Da wären wir also vor dem Start der 106. Tour de France, der 94., bei der täglich ein „Maillot jaune“ an den Gesamtführenden verliehen wird. Die Tour, die 1903 von Henri Desgrange, dem Direktor von L’Auto , gegründet wurde, feiert in diesem Jahr den runden Geburtstag des Gelben Trikots.

1919, gleich nach dem Ersten Weltkrieg, wurde Eugène Christophe – der Fahrer, der sechs Jahre zuvor seine gebrochene Radgabel in der legendären Schmiede von Sainte-Marie-de-Campan repariert hatte – als Erster damit belohnt. Seither haben 256 Radcracks das besondere Leibchen übergestreift, darunter auch neun Luxemburger.

══════

● AUFGABE 1: Übersetzen Sie aus dem Text über das Gelbe Trikot den Satz „Seither haben 256 Radcracks das besondere Leibchen übergestreift, darunter auch neun Luxemburger.“ ins Englische.
● AUFGABE 2: Führen Sie den Text über das Gelbe Trikot der Tour de France im Anschluss an seinen letzten Satz weiter.
Die anschließende Auflistung stammt aus einer anderen Quelle.

● DATENAUSZUG:

══════

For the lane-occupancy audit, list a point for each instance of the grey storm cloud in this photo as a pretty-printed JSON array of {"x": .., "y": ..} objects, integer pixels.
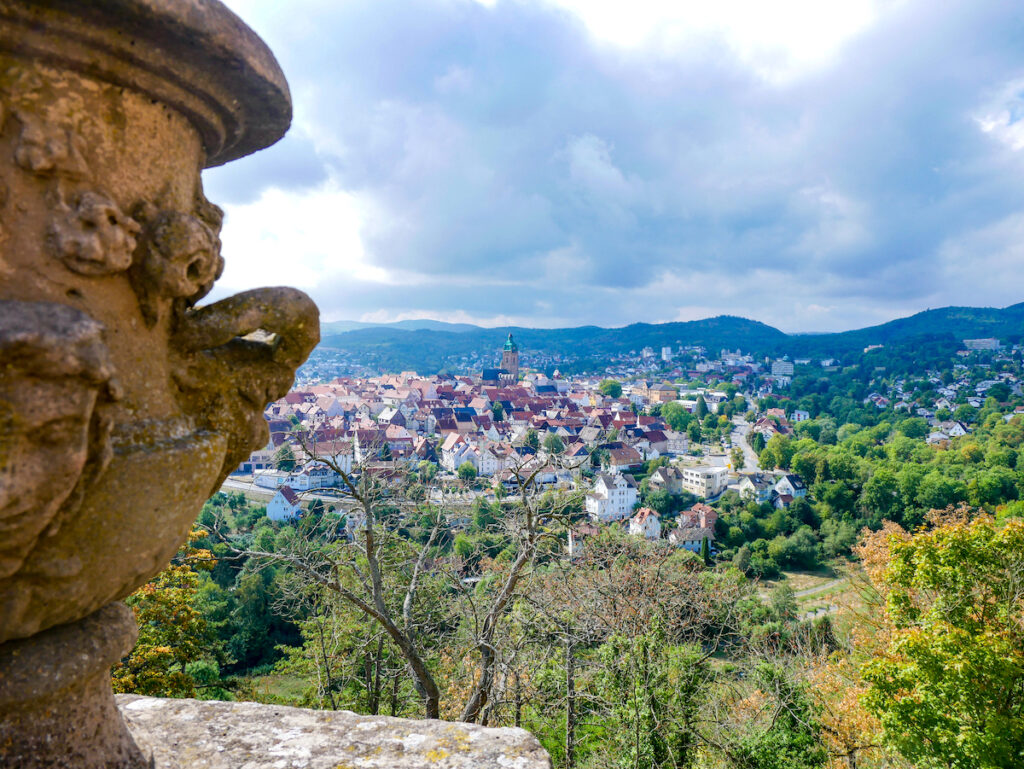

══════

● ANTWORT 1: Since then, 256 cycling stars have pulled on the special jersey, among them nine Luxembourgers.

● ANTWORT 2:
Auf einen zehnten Träger aus dem Großherzogtum muss das „Maillot jaune“ vorerst warten, denn bei der diesjährigen Tour de France ist erstmals seit dem Jubiläumsjahr 2003 (100 Jahre Tour de France) kein FSCL-Lizenzierter am Start. Bob Jungels, der am ehesten als Nachfolger des letzten Trägers Andy Schleck (2011) in Frage kommt, zog der Tour in diesem Jahr den Giro vor, während die andern Luxemburger Profis entweder verletzt sind oder von ihren Teams für spätere Aufgaben in den Sommermonaten nominiert wurden.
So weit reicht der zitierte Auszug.